Begin

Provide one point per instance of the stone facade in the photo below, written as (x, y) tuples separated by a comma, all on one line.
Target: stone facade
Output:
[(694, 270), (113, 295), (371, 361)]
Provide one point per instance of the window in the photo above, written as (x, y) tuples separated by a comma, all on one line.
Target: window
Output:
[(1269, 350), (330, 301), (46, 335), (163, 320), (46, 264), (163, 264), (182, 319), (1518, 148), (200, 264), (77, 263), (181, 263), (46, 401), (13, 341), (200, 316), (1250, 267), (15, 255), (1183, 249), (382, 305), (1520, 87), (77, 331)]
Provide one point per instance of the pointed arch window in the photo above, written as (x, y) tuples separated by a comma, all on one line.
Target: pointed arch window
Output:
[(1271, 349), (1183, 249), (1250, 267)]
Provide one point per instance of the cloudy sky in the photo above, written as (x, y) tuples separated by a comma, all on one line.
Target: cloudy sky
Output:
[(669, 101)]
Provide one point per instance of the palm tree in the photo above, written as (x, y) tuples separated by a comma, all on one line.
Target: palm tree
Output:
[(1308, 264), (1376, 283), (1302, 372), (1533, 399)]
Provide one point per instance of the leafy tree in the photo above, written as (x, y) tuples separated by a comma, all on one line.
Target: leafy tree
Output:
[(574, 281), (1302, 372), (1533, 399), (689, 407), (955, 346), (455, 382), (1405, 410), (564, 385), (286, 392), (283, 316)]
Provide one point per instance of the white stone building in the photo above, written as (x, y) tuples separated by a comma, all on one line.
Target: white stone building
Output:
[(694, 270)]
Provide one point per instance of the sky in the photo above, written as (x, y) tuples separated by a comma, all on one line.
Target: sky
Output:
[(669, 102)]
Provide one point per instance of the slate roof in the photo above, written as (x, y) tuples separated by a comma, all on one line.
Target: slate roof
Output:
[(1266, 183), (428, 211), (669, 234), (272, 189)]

End

> _Task directions_
Rewrite all of the entries above, substituting "pairs" for each occurrence of "tuples" and changing nothing else.

> _Solution for this problem_
Provide one point per instance of the stone facade in the photo below, written as (x, y) pairs separated by a comma, all on one line.
Target: stone facade
Output:
[(694, 270), (113, 295), (371, 361)]
Provide one point per instance of the window in the photo above, written as (x, y) pairs separated by a comma, all on one line.
Target: window
Output:
[(1269, 350), (330, 301), (46, 335), (163, 320), (46, 264), (163, 264), (182, 319), (1518, 148), (200, 264), (77, 263), (181, 263), (46, 401), (13, 341), (200, 316), (1250, 267), (15, 255), (1183, 249), (382, 305), (1520, 87), (77, 331)]
Provide one point per instance of the pointed arch window in the photo above, written as (x, y) pairs separated by a comma, all on one line.
Target: pointed arch window
Output:
[(1271, 349), (1183, 249), (1250, 267)]
Provide one point per instance of the cloudy sky in the photo above, written as (x, y) pairs separated by a comma, all on one line.
Target: cloudy sky
Output:
[(669, 101)]
Provide one point per instance of the palm tree in the photo above, written as (x, y) pairs separated by a comma, all on one line.
Target: palm tree
Output:
[(1308, 264), (1376, 283), (1302, 372), (1533, 399)]
Provide one point per instance of the leafy tree in the photo above, written as (x, y) pairs separated by a comma, all on one line.
Target: leafy tree
Output:
[(574, 281), (1302, 372), (1533, 399), (689, 407), (955, 346), (455, 382), (1405, 410), (564, 385), (286, 392), (283, 316)]
Provide one point per instance of the white stone building in the photo above, written as (x, y) pairs separated by a comma, all on one line.
Target: white stone building
Output:
[(694, 270)]
Provide one point per instance of the sky in the photo above, written as (x, y) pairs separated by a comma, all on one line.
Target: sky
Output:
[(669, 102)]
Provide one point per instance of the slate roof in the photo above, written as (x, y) pairs separated by a comma, all on one line.
Target: slate roof
Output:
[(1266, 183), (428, 211), (669, 234), (272, 189)]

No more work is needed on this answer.